Scan the records for the line containing "turtle head, put"; extract it and all later lines, verbatim, through the end, and nothing before it.

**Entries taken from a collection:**
--- START ---
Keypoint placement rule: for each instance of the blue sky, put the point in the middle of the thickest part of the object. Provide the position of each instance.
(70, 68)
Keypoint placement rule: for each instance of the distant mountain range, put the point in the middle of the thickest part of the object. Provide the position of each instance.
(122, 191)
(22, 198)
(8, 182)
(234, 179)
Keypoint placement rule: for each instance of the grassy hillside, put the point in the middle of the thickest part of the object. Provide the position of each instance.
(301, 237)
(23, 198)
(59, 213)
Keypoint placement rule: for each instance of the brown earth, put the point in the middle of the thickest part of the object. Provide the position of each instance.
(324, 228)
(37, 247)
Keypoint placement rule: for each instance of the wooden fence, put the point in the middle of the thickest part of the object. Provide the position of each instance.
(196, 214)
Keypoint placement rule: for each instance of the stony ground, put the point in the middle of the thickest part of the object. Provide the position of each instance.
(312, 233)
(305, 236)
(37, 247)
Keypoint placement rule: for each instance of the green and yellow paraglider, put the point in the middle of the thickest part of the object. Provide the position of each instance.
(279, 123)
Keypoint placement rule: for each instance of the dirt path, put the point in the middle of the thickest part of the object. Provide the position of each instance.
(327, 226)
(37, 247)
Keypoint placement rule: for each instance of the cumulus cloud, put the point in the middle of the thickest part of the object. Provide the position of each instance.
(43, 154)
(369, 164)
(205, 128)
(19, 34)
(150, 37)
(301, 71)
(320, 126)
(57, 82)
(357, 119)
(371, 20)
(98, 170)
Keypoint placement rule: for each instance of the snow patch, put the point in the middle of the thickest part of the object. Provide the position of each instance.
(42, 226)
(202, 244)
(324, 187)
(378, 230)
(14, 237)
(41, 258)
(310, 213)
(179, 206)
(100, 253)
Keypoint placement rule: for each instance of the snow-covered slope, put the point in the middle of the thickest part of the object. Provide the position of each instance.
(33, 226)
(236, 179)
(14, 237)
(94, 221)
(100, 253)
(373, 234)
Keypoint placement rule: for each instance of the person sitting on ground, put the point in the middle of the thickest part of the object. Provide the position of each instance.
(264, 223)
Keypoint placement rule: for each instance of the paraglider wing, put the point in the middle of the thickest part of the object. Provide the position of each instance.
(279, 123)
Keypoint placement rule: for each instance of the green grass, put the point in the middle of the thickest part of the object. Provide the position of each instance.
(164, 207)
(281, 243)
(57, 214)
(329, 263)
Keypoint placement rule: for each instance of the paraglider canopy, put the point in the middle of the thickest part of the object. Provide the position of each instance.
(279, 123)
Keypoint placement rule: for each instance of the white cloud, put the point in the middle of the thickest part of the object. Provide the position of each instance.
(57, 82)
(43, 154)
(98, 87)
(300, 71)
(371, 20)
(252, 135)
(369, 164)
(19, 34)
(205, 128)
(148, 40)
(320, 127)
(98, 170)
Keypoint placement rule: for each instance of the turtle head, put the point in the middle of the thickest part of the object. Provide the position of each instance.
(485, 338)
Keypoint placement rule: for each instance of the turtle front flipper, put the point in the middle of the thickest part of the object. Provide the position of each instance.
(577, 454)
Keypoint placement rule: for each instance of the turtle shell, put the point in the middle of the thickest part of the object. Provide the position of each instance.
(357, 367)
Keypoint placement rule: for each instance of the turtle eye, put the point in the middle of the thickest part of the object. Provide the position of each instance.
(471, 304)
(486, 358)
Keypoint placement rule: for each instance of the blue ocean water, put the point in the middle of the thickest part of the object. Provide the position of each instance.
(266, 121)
--- END ---
**Answer below:**
Keypoint placement rule: for each instance of the turtle head, put the point in the middle of the thickest part of the object. Provide the position of each instance.
(485, 338)
Keypoint placement rule: for each instance of the turtle front flipper, put the point in the middle of the thickest part of the object. Provide the position of each instance.
(577, 454)
Keypoint placement rule: for each instance of the turtle shell, put the point in the middle of the thickest part of the object. Provide the position of each instance.
(357, 367)
Keypoint placement rule: for each instance of the turtle eye, put the point in the middle of the thickest part of the object. Provide the position of each instance.
(471, 304)
(486, 358)
Keypoint placement rule: for each instance of the blue ocean water, put the point in the middle of the thickest part of the object. Provide the position of each instance.
(266, 121)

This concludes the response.